**Provided passage**:
━━━━━━━━━━━━━━━━
The inflated number of graduate students should have induced increase in volume of scientific research and publications. Moreover, I suspect that many of those who stayed in school to avoid the draft (me, for instance) discovered that they liked science and settled into scientific careers.
Card, D., & Lemieux, T. (2001). Going to college to avoid the draft: The unintended legacy of the Vietnam War. Am Econ Rev, 91, 97-102. https://doi.org/10.1257/aer.91.2.97.
Fear of the draft kept me from taking a gap year when I graduated from Berkeley in January 1966. My father was working for an oil company in Tunisia, and his company offered to pay my travel expenses to Tunisia. From there, I could easily get to Europe and spend eight months traveling before starting medical school in the autumn. Faced with the draft, I skipped the trip to Europe and took a job working in the herp lab of the Museum of Vertebrate Zoology, UC Berkeley. Amazingly, this earned me an occupational deferment from the draft until I started graduate school in September 1967.
━━━━━━━━━━━━━━━━
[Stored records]
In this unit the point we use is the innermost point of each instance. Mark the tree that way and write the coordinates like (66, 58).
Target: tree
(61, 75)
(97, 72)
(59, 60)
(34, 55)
━━━━━━━━━━━━━━━━
**Assignment 1**: In the passage about the draft, quote the text from "Fear of the" up to and including "in September 1967.".
**Assignment 2**: According to the passage about the draft, where did the writer take a job instead of traveling to Europe?
**Assignment 3**: Proceed with the passage about the draft, picking up after its final sentence.

**Answer section 1**:
Fear of the draft kept me from taking a gap year when I graduated from Berkeley in January 1966. My father was working for an oil company in Tunisia, and his company offered to pay my travel expenses to Tunisia. From there, I could easily get to Europe and spend eight months traveling before starting medical school in the autumn. Faced with the draft, I skipped the trip to Europe and took a job working in the herp lab of the Museum of Vertebrate Zoology, UC Berkeley. Amazingly, this earned me an occupational deferment from the draft until I started graduate school in September 1967.

**Answer section 2**: In the herp lab of the Museum of Vertebrate Zoology at UC Berkeley.

**Answer section 3**:
So what does this have to do with my acknowledgment to “L. Hershey”? Well, L. Hershey was General Lewis B. Hershey, Director of the Selective Service System, which ran the draft. I judged that General Hershey deserved an acknowledgment. After all, my fear of the draft had kept me working or studying and thus had inadvertently encouraged my research career. The Selective Service System never noticed my acknowledgment to General Hershey.
57.2 Personal example no. 2
When Eric Pianka invited me to head the fieldwork in the Kalahari, he wanted to spell out authorship on papers that would eventually emerge from our project. Eric knew that authorship credit can be contentious (to put it euphemistically), and so he had the wisdom to set out guidelines on the authorship of future Kalahari papers even before I left for Africa. Eric said that he would be sole author of the first paper, which would describe patterns of species density. This seemed fair – after all, the species density of desert lizards was Eric’s primary research interest, and he wrote the NSF proposal that funded the project. He added that we could co-author other papers as long as I contributed to the analysis and writing.
At the end of our discussion, I did have the presence of mind to say:
“OK, Eric, but I want to write your Acknowledgment to me in your species density paper.”
Eric agreed. Here is what I wrote and what appears in his paper Pianka 1971:
“I am deeply indebted to Raymond B. Huey, who somehow survived for a full year not only extremes of temperature and beer, but also the lack of opportunity to demonstrate his fitness.”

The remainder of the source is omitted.